» YOUR OBJECTIVE:
Return every row below word for word, leaving out the pictures.

'''

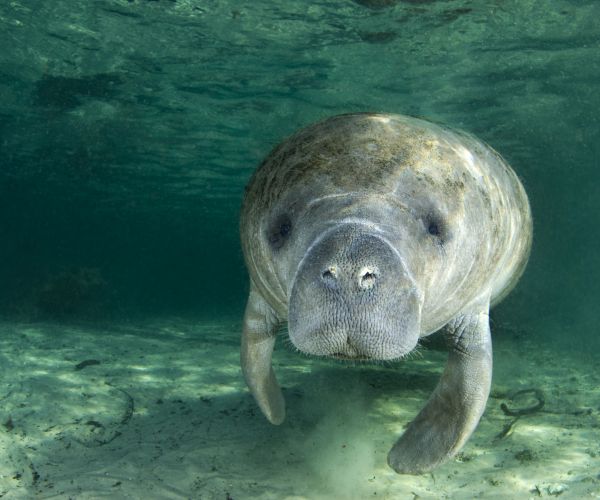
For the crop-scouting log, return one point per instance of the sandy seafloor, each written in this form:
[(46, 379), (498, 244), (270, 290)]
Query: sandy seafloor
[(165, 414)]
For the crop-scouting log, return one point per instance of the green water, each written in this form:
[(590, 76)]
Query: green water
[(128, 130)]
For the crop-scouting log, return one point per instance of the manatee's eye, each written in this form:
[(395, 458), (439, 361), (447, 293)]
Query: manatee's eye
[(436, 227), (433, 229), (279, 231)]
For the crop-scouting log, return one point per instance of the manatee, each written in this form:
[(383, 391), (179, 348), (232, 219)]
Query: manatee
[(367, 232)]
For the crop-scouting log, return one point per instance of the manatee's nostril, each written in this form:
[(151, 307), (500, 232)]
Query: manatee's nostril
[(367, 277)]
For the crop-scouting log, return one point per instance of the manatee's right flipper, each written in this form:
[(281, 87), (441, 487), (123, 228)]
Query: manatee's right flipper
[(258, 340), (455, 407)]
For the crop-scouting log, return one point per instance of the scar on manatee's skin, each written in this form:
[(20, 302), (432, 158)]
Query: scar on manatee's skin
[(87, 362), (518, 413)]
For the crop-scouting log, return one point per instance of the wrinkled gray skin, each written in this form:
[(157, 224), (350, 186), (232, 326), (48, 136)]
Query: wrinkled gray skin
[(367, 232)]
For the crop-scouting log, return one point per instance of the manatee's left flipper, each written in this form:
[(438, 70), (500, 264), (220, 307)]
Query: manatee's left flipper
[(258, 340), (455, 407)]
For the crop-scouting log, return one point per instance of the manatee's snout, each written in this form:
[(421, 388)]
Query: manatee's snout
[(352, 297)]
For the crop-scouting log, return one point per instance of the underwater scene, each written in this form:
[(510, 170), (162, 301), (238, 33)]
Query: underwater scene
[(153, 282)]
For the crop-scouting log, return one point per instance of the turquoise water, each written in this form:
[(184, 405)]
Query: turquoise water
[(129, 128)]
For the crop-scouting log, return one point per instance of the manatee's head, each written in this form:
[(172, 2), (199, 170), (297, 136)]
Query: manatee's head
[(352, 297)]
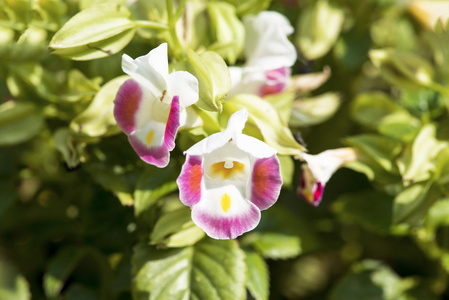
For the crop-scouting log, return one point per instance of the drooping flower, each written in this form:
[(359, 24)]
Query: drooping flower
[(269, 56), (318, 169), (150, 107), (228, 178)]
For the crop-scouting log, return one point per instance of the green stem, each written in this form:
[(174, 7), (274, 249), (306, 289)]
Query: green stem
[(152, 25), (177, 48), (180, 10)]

'''

» COMPLETED EXERCISE:
For the crop-scouting log, return one point per instance of the sandy seafloor, each written in this form:
[(46, 379), (498, 244), (270, 290)]
Query: sandy seafloor
[(165, 414)]
For the crop-scouting log, return one point per instance of the green water, each written in this form:
[(590, 76)]
Query: green water
[(128, 130)]
For the crop-scouting log, return one point per instance of the manatee's eye, each written in this form:
[(395, 458), (439, 361), (447, 293)]
Query: manatee's eye
[(436, 227), (433, 229), (279, 231)]
For the crop-scouting log, return one point per instance of the manatee, each written in this form:
[(383, 391), (179, 348), (232, 219)]
Query: manatee
[(367, 232)]
For the crop-scouting log, return one point per instance of the manatee's nostril, each written in this form:
[(151, 307), (500, 232)]
Query: manatee's nostril
[(367, 277)]
For the crop-scouting log, return one point per instance of the manatee's right flipper, each written in this form:
[(281, 87), (441, 487), (123, 228)]
Query: manatee's right flipper
[(258, 340), (455, 407)]
For the crop-scouting log, return one point per instance of the scar on manatee's skin, each written in this form:
[(20, 302), (432, 158)]
Query: scar on manatee's skin
[(87, 362), (518, 413)]
For the crop-scouting log, return one point per instance of the wrinkled gray skin, each written in this form:
[(157, 224), (350, 186), (232, 326), (48, 136)]
Query: wrinkled gray skin
[(367, 232)]
For the crop-scouting log, return one point per instance of the manatee's left flipper, each written in this form:
[(438, 70), (500, 264), (220, 307)]
Query: manatee's left flipper
[(258, 340), (455, 407)]
For the crop-scouting log, return one point per instance of the manatee's snout, each written in this form:
[(421, 388)]
Query: manatee's snout
[(352, 297)]
For the crop-scouting log, return one point per instance of the underwater scene, each written in this form:
[(510, 170), (162, 301), (238, 33)]
Query: underwater scene
[(153, 282)]
For the crop-scouting log, return one point per instance of the turquoise water, each written in this form:
[(184, 405)]
Query: turquoise water
[(129, 128)]
For the crop-scouting log, return one point per instance of the manatee's head, each written in this form:
[(172, 2), (199, 170), (297, 136)]
Query: manatee's head
[(352, 297)]
For the crop-scouting log, return one point per instance of the drooping flower, each written in this form:
[(359, 24)]
Query: drooping flower
[(269, 56), (318, 169), (150, 107), (228, 178)]
For the crop-scouting log, return one point per instance of the green stem, each written in this form:
[(174, 7), (274, 249), (306, 289)]
Query: green stem
[(152, 25), (177, 48), (180, 10)]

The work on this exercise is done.